How to Keep Going Despite the Huge Challenge of COVID-19
Humankind has been faced with uncertainties of unknown magnitude over the years, but COVID-19 has proved to be a catastrophic pandemic that has continued to take lives, rob peace, and rattle comfort from many people in numerous ways. In its trajectory, it has left a devastating trail of disruption of societal wellbeing, ranging from emotional, financial, transport, and social – cultural norms, that include human relatedness.
The Question is, how do we get going?
(i) Use positive affirmations or “I” statements: These are self-statements that enhance positive thought line, and help confront emotional fears and destructive cognitions. Laments can become common in times of COVID-19 as follows:
“Things are really bad….” “we are on dead end.”
“Am distressed at the loss of my job,
“the debt burden is too huge…”
“this lockdown is getting into my nerves”
A troubled mind can easily be calmed through positively affirming oneself with words such as: I am a peaceful person”.
“It’s not the worst… “
“Life is still meaningful and Am learning each day…”
“I will remain confident… and calm”
“This is a passing cloud”
──────
* [What the task asks]
Return the part of the COVID-19 coping text from "How to Keep" up to and including "we get going?", word for word. Rely only on the text above.
──────
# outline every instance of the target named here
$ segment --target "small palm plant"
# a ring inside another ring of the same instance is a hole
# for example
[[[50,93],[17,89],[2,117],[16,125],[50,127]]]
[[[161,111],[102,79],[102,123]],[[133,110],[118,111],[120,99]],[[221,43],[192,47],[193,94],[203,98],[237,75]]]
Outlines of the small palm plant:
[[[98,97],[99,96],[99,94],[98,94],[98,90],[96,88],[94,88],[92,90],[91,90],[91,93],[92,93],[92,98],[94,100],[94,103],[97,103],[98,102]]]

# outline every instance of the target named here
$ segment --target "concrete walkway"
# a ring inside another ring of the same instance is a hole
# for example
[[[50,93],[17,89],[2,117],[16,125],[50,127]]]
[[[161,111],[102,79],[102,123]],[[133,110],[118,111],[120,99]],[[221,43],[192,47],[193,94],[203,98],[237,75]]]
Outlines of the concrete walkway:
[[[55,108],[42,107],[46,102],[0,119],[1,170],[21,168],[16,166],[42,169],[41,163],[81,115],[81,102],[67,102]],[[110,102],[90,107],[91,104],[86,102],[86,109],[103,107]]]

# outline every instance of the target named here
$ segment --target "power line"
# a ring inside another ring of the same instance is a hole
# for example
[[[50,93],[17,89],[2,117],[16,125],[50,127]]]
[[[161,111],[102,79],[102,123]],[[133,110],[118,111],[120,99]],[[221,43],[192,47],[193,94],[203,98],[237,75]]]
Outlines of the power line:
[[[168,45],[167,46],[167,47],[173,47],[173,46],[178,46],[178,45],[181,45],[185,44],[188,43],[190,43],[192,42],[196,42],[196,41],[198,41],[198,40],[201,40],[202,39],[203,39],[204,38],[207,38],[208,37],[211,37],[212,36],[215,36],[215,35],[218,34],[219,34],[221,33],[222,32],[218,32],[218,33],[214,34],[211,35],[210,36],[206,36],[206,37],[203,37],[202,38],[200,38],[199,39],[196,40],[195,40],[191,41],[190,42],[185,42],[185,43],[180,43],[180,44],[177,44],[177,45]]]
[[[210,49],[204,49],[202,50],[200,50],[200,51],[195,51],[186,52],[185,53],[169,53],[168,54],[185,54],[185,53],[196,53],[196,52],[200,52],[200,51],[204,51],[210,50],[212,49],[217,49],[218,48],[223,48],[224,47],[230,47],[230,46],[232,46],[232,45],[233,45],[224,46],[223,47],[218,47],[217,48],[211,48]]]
──────
* [Task result]
How to Keep Going Despite the Huge Challenge of COVID-19
Humankind has been faced with uncertainties of unknown magnitude over the years, but COVID-19 has proved to be a catastrophic pandemic that has continued to take lives, rob peace, and rattle comfort from many people in numerous ways. In its trajectory, it has left a devastating trail of disruption of societal wellbeing, ranging from emotional, financial, transport, and social – cultural norms, that include human relatedness.
The Question is, how do we get going?